**List of tasks**
a – In the forum thread about downloading Novacom, what key combination puts the Touchpad into USB mode?
b – List every piece of software the poster in the Novacom forum thread says they tried to use or download.
c – Extend the Novacom forum thread with another post picking up after its final sentence.

**Provided passage**
------------------------------
# Can't Download Novacom - Any Mirrors?



## sundevil98 (Jul 13, 2012)

I'm having problems getting my Touchpad to connect to my PC when putting it in the USB mode (power + volume up)...

I think there's something wrong with my Novacom installation when using the WebOS SDK. So, instead, I've tried the Universal novacom installer and it does nothing (freezes up after starting). I've tried downloading the WebOS Doctor for the Touchpad and I can't access it.

I'm thinking that something is wrong with http://palm.cdnetworks.net (can't link through). Can anyone else verify?

Is there a copy of a novacom installer that doesn't come from palm.cdnetworks.net?


----------



## sundevil98 (Jul 13, 2012)

OK, So, I verified with my work computer that http://palm.cdnetworks.net is down.
------------------------------
**Data section**

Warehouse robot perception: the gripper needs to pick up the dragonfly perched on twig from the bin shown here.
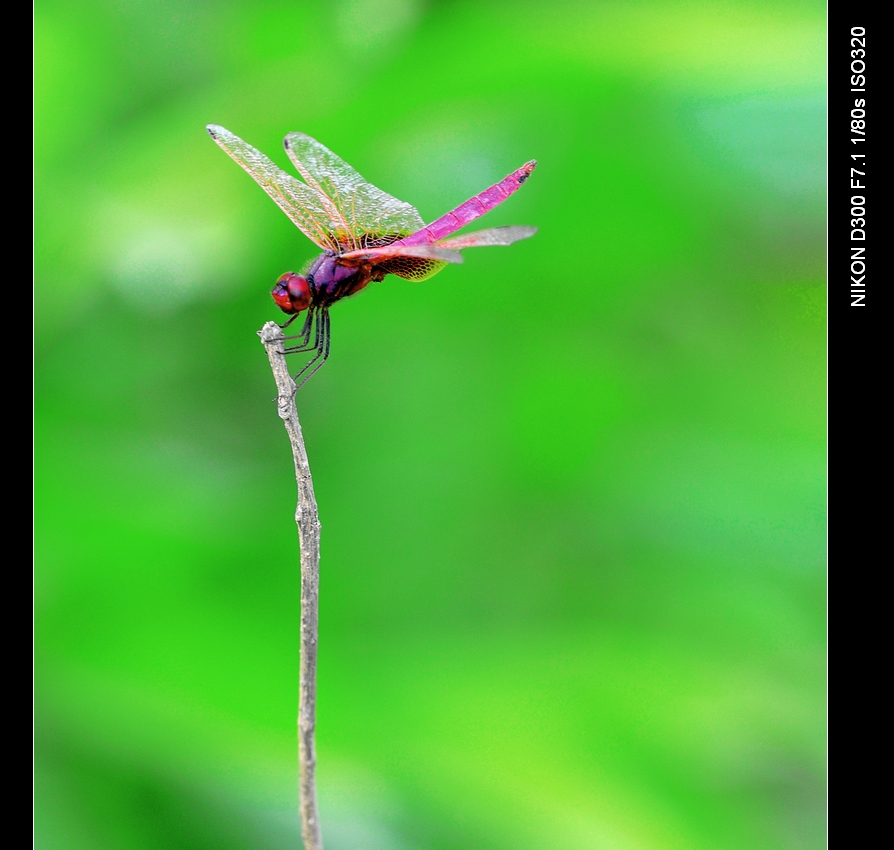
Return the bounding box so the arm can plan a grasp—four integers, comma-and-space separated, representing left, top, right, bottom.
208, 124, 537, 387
------------------------------
**The responses**
a – Power + volume up.

b – Novacom installed with the WebOS SDK; the Universal novacom installer; WebOS Doctor for the Touchpad.

c –
Does the Universal Novacom Installer try to access this site when installing?

Can anyone see if they can get the Universal Novacom Installer to work on their computer?

Anyone know if palm.cdnetworks.net is down for good, or if it's just having issues??

Or, does anyone have a link to download _novacom_-win-64.tgz?


----------



## bizimoto (Jan 16, 2012)

try this:

http://downloads.help.palm.com//opensource/novacom/novacom-win-32.tgz
http://downloads.help.palm.com///opensource/novacom/novacom-win-64.tgz


----------



## sundevil98 (Jul 13, 2012)

Thank you!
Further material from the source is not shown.